▸ Trecho do texto:
Matheus Ribeiro (matheus.ribeiro@brcg.com.br)

Livio Ribeiro (livio.ribeiro@brcg.com.br)

13/04/2024

Bottom line: É meritório que o governo reconheça a insuficiência das atuais iniciativas fiscais para alcançar a consolidação pactuada no arcabouço fiscal. No entanto, mudar as metas de primário tende a adiar o ajuste para o próximo governo, potencialmente sem acionar gatilhos de contenção previstos em lei. O excessivo otimismo do Orçamento de 2024, tanto na despesa como na receita, não contribuiu para uma avaliação equilibrada das contas públicas. Nesse cenário, deterioram-se as expectativas e aumenta a incerteza fiscal prospectiva.

No limiar da divulgação do projeto de Lei de Diretrizes Orçamentárias (PLDO) de 2025 e ainda digerindo os sinais enviados na 1ª Reavaliação de Receitas e Despesas do Orçamento de 2024, as preocupações quanto à trajetória fiscal prospectiva voltaram à ordem do dia – mesmo com desafios já conhecidos há algum tempo.

O arcabouço fiscal, como desenhado pelo governo, só tem chance de permanecer como uma âncora crível se houver ganhos (relevantes, recorrentes, crescentes e plurianuais) na arrecadação governamental. Mesmo que diversas medidas arrecadatórias tenham sido implementadas, seu resultado efetivo é bastante incerto. Somando-se a isso uma pressão (consistente e crescente) por mais despesas, inclusive fora das regras do arcabouço, temos um cenário onde a estabilização da relação dívida/PIB está longe de ser o resultado mais provável.

▸ Tarefa proposta 1:
Responda às perguntas abaixo com base no texto sobre o arcabouço fiscal.
(a) Segundo o texto, mudar as metas de primário tende a adiar o ajuste para quando?
(b) Qual projeto está no limiar da divulgação?
(c) Quais características, listadas entre parênteses, os ganhos na arrecadação governamental precisam ter?
O texto acima e os registros a seguir são materiais independentes entre si.

▸ Entradas de apontamento de objetos rotulados:

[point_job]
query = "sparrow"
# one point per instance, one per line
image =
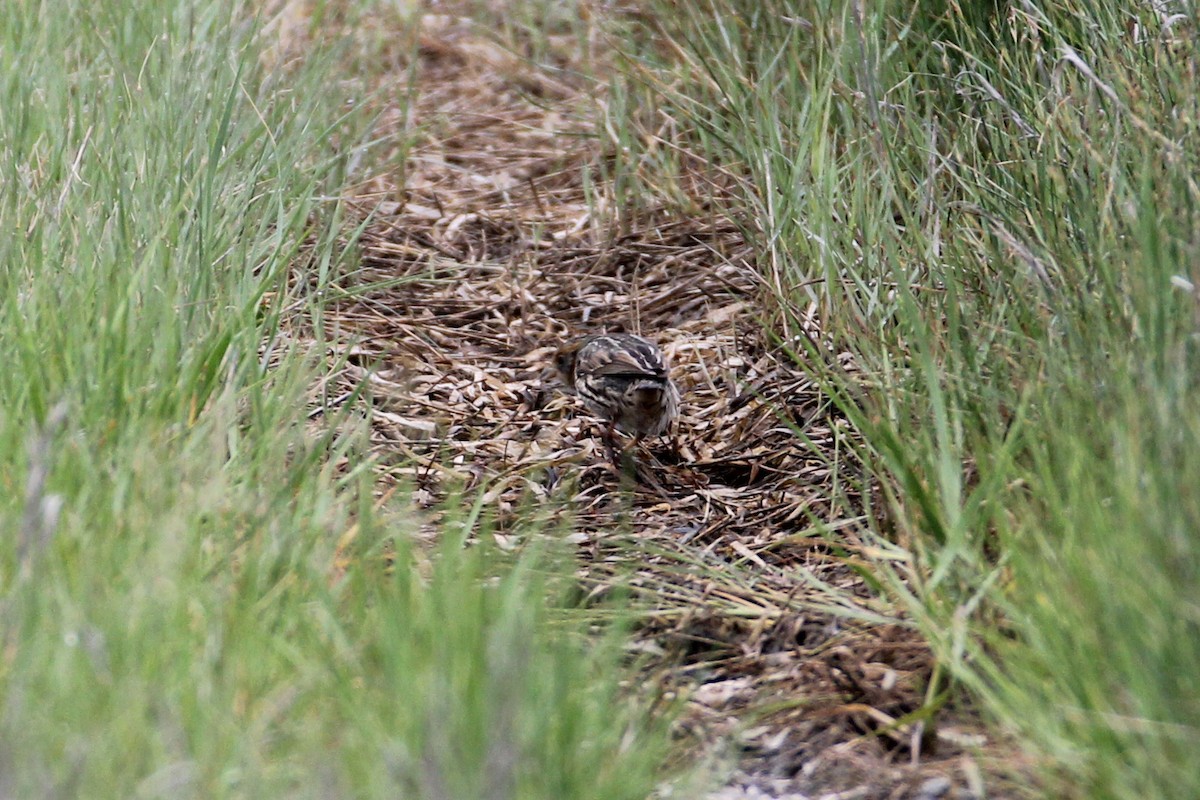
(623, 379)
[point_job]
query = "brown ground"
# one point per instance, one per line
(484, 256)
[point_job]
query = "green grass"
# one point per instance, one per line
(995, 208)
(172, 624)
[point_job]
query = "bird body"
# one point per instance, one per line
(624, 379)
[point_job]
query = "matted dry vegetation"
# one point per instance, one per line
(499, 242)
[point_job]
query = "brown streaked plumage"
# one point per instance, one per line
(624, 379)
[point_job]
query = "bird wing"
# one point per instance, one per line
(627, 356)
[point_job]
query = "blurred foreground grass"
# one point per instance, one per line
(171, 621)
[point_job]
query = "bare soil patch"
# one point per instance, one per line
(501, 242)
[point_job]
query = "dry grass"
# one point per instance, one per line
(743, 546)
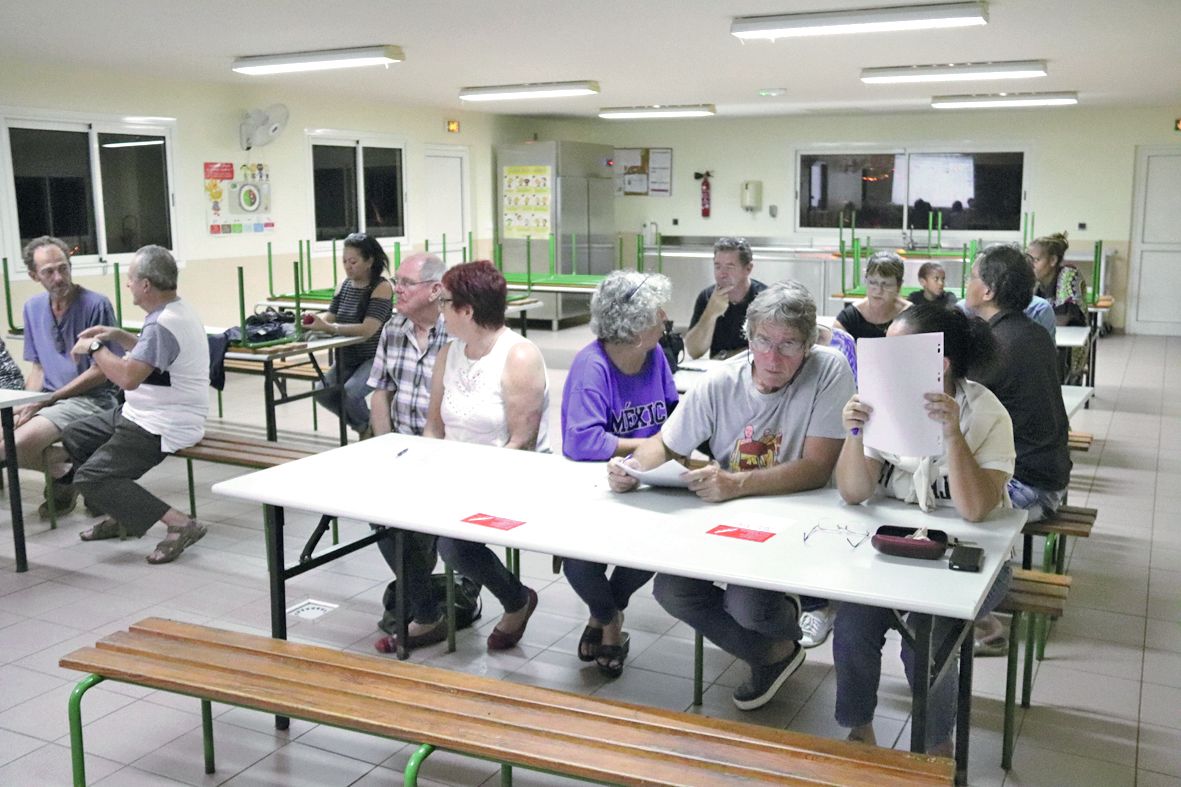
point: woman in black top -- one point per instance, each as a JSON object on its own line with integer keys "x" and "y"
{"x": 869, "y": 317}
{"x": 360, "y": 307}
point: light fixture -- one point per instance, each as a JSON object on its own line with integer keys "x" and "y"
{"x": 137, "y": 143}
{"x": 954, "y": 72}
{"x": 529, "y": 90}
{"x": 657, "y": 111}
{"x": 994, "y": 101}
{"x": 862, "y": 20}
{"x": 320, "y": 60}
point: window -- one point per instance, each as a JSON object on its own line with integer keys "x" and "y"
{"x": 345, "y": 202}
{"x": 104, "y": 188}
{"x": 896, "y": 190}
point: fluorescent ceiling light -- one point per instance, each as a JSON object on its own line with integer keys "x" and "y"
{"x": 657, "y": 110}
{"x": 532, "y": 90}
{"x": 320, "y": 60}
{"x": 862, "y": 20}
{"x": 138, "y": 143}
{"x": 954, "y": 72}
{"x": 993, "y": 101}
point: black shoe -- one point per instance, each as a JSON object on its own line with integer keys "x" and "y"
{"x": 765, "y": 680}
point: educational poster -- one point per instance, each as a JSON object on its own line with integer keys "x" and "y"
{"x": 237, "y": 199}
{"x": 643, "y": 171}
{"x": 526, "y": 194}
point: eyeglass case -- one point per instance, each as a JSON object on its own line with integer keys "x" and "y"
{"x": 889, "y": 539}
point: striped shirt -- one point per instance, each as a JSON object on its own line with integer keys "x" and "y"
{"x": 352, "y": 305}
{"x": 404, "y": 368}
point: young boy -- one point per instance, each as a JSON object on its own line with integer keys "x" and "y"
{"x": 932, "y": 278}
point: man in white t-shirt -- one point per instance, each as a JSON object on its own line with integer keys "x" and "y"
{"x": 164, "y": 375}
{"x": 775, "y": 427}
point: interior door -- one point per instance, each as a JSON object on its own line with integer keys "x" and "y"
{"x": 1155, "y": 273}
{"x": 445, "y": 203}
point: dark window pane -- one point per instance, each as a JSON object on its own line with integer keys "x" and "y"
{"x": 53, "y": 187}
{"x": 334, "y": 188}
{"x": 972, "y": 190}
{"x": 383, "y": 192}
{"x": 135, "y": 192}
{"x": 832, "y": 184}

▸ Tarefa proposta 2:
Extraia dos registros todas as linhas que contêm a palavra "shirt".

▸ Solução da tarefa 1:
(a) Para o próximo governo.
(b) O projeto de Lei de Diretrizes Orçamentárias (PLDO) de 2025.
(c) Relevantes, recorrentes, crescentes e plurianuais.

▸ Solução da tarefa 2:
point: striped shirt -- one point per instance, each as a JSON object on its own line with integer keys "x" and "y"
point: man in white t-shirt -- one point per instance, each as a JSON object on its own line with integer keys "x" and "y"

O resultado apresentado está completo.